Figure out the "main" ingredients. In the context of this question, this will be done largely by figuring out what the largest ingredient is in the recipe. In production, there will have to be some sort of modifier based on the type of ingredient because, obviously, flour is almost never considered the "main" ingredient. However, chocolate can be used sparingly, and it can still be said a chocolate cake.
Normalize input. To keep some consistency on the site, I want to keep consistent abbreviations. For example, instead of pounds, it should be lbs.
You pose two problems, recognizing/extracting the quantity expressions (syntax) and figuring out what amount they mean (semantics).
Before you figure out whether regexps are enough to recognize the quantities, you should make yourself a good schema (grammar) of what they look like. Your examples look like this:
<amount> <unit> [of <ingredient>]
where <amount> can take many forms:
whole or decimal number, in digits (250, 0.75)
common fraction (3/4)
numeral in words (half, one, ten, twenty-five, three quarters)
determiner instead of a numeral ("an onion")
subjective (some, a few, several)
The amount can also be expressed as a range of two simple <amount>s:
two to three
2 to 3
2-3
five to 10
Then you have the units themselves:
general-purpose measurements (lb, oz, kg, g; pounds, ounces, etc.)
cooking units (Tb, tsp)
informal units (a pinch, a dash)
container sizes (package, bunch, large can)
no unit at all, for countable ingredients (as in "three lemons")
Finally, there's a special case of expressions that can never be combined with either amounts or units, so they effectively function as a combination of both:
a little
to taste
I'd suggest approaching this as a small parser, which you can make as detailed or as rough as you need to. It shouldn't be too hard to write regexps for all of those, if that's your tool of choice, but as you see it's not just a question of textual substitution. Pull the parts out and represent each ingredient as a triple (amount, unit, ingredient). (For countables, use a special unit "pieces" or whatever; for "a little" and the like, I'd treat them as special units).

§ **Tasks to perform**
(a) Return verbatim the portion of the passage on recipe quantities that starts at "Figure out the" and ends at "they mean (semantics).".
(b) Answer the following questions from the passage on recipe quantities, marking each answer with the same numeral:
(i) What abbreviation should be used in place of "pounds"?
(ii) Which two expressions are singled out as never combining with amounts or units?
(iii) As what kind of structure should each ingredient be represented once its parts are pulled out?
(c) Using the passage on recipe quantities, explain in one to three sentences why expressions such as "a little" and "to taste" are treated as a combination of amount and unit.

§ **Data**
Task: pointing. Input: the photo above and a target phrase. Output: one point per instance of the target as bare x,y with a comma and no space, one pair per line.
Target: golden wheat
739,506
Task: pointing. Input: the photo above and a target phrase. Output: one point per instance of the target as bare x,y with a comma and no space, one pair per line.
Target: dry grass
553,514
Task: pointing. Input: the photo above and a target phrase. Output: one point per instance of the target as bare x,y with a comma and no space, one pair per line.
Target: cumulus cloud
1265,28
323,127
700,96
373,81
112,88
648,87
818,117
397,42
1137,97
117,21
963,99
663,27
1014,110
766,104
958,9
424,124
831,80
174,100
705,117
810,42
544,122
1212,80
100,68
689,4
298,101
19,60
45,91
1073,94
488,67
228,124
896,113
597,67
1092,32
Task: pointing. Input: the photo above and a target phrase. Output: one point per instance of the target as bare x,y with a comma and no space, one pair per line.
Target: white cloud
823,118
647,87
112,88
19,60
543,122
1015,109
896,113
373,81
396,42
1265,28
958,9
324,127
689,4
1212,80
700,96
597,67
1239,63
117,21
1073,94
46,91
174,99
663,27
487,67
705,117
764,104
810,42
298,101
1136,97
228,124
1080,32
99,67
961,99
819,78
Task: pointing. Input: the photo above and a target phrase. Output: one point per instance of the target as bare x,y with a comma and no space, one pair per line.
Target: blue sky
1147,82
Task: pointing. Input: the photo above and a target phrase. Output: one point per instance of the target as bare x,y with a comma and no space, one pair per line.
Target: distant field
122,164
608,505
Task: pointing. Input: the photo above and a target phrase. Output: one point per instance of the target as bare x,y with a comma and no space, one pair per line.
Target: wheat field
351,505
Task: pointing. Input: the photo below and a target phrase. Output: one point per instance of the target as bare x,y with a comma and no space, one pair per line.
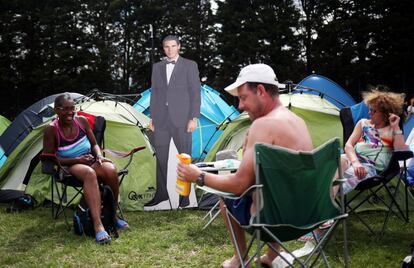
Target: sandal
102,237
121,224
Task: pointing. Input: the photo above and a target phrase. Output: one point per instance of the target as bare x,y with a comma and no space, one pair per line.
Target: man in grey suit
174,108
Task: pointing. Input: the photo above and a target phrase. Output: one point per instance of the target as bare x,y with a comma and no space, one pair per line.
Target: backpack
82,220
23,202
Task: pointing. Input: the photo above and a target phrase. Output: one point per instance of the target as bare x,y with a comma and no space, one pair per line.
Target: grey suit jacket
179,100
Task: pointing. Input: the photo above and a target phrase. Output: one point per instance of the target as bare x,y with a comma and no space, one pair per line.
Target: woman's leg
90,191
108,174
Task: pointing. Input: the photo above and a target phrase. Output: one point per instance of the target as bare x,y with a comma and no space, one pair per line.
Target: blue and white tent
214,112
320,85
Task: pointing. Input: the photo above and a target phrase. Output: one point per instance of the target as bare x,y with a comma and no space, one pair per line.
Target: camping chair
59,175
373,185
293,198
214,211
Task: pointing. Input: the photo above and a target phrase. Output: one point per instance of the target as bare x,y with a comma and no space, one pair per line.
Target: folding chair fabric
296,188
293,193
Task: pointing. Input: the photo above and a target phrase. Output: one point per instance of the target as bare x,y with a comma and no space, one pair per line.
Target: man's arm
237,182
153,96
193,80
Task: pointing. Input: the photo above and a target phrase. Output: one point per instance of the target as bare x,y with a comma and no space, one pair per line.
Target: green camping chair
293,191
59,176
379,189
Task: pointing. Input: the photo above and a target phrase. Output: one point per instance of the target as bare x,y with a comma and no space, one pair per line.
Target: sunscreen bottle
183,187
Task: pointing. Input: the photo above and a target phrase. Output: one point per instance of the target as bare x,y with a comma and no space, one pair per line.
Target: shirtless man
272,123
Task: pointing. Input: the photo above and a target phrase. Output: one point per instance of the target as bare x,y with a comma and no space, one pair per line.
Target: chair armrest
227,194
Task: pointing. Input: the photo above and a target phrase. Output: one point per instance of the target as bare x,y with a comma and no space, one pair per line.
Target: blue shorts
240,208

---

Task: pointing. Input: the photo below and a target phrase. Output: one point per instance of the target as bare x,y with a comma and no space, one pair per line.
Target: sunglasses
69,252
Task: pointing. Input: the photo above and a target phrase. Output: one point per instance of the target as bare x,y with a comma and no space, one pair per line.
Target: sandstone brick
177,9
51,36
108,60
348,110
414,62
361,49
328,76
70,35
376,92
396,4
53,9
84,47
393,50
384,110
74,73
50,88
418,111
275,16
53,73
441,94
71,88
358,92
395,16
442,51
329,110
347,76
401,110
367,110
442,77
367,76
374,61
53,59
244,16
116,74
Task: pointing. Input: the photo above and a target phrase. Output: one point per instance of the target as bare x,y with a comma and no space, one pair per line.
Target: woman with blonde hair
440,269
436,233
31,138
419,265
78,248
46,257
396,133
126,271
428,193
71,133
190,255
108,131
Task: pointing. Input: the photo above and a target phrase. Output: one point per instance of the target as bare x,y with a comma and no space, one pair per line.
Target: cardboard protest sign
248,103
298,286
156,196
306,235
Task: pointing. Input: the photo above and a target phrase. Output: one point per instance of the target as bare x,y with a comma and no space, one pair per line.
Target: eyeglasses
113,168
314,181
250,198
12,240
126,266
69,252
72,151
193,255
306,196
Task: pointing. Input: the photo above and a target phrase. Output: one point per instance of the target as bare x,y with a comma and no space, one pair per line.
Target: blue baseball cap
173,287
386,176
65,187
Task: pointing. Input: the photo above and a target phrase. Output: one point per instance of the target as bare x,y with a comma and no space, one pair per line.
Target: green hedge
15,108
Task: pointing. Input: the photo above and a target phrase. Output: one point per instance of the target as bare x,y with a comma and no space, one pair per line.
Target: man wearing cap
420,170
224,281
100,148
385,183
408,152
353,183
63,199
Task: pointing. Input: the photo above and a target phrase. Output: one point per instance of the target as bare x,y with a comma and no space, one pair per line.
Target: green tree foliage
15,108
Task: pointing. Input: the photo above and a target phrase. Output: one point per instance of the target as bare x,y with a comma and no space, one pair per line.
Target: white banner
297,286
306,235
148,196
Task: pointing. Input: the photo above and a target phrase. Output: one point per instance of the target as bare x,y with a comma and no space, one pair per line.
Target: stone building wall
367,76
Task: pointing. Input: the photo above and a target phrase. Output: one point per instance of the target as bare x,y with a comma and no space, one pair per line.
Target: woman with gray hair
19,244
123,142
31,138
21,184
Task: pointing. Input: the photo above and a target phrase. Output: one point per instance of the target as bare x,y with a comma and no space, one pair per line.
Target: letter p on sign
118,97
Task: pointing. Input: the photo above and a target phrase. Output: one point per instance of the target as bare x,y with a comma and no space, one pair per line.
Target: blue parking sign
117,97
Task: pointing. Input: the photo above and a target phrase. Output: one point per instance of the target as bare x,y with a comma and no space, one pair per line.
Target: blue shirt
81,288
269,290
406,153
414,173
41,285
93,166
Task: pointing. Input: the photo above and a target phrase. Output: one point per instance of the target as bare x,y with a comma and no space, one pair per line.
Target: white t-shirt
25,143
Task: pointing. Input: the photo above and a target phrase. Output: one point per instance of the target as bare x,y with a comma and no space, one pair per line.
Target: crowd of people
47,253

--

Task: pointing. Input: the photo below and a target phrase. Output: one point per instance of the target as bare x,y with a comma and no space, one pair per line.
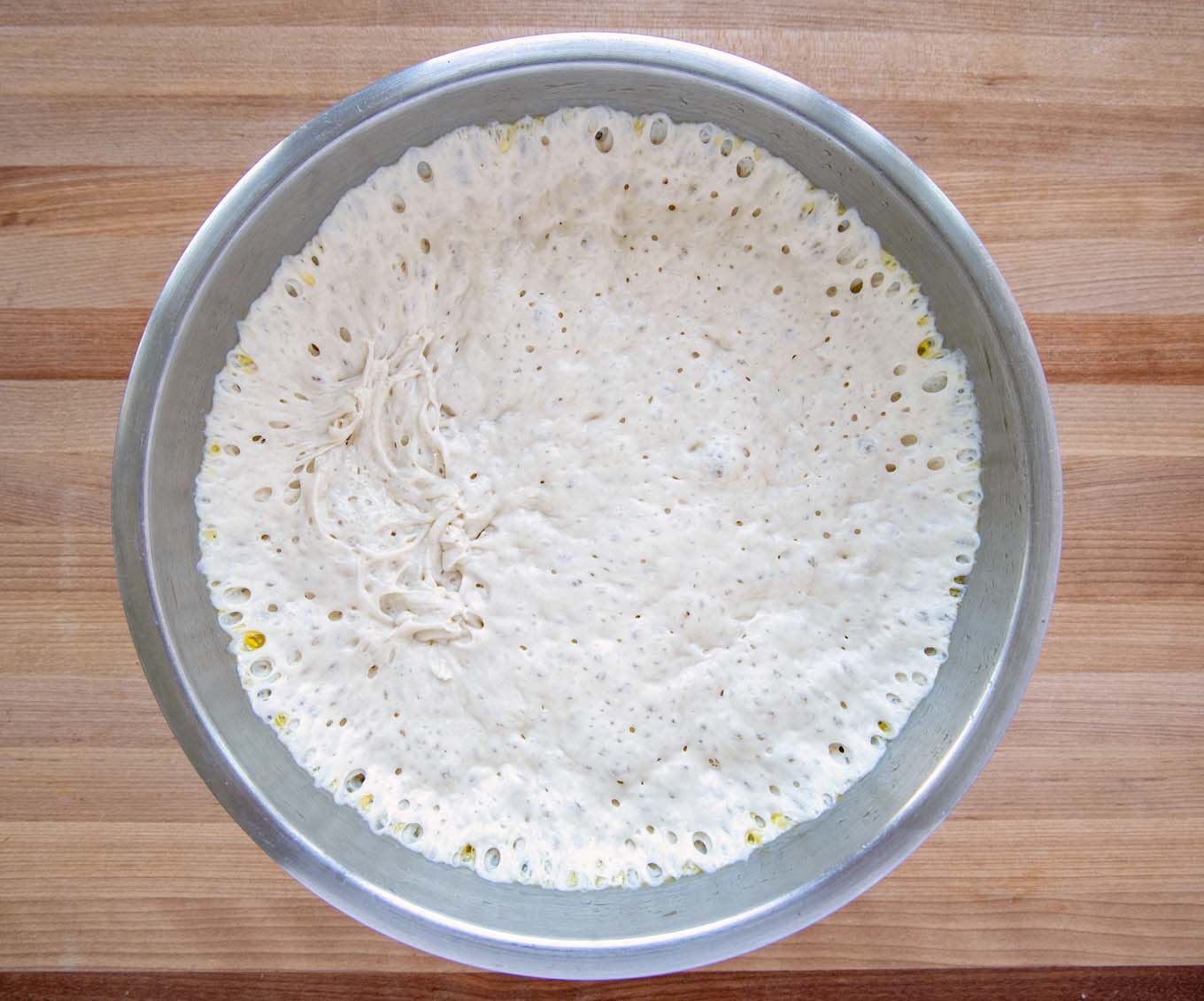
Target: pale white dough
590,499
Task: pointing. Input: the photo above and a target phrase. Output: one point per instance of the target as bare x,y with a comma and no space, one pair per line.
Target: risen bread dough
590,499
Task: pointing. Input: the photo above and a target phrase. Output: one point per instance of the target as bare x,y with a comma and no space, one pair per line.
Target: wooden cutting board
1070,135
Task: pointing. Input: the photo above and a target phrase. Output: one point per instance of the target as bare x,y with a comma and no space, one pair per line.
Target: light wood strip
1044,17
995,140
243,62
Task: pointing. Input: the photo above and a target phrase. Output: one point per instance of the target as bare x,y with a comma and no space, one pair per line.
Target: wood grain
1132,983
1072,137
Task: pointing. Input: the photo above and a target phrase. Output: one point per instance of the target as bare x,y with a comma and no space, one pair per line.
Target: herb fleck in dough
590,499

§ **Task-by-task solutions**
(a)
Figure out the "main" ingredients. In the context of this question, this will be done largely by figuring out what the largest ingredient is in the recipe. In production, there will have to be some sort of modifier based on the type of ingredient because, obviously, flour is almost never considered the "main" ingredient. However, chocolate can be used sparingly, and it can still be said a chocolate cake.
Normalize input. To keep some consistency on the site, I want to keep consistent abbreviations. For example, instead of pounds, it should be lbs.
You pose two problems, recognizing/extracting the quantity expressions (syntax) and figuring out what amount they mean (semantics).

(b)
(i) lbs
(ii) "a little" and "to taste"
(iii) A triple (amount, unit, ingredient)

(c) These expressions can never be combined with either an amount or a unit, so each effectively serves as both at once. For that reason, the passage suggests treating them as special units.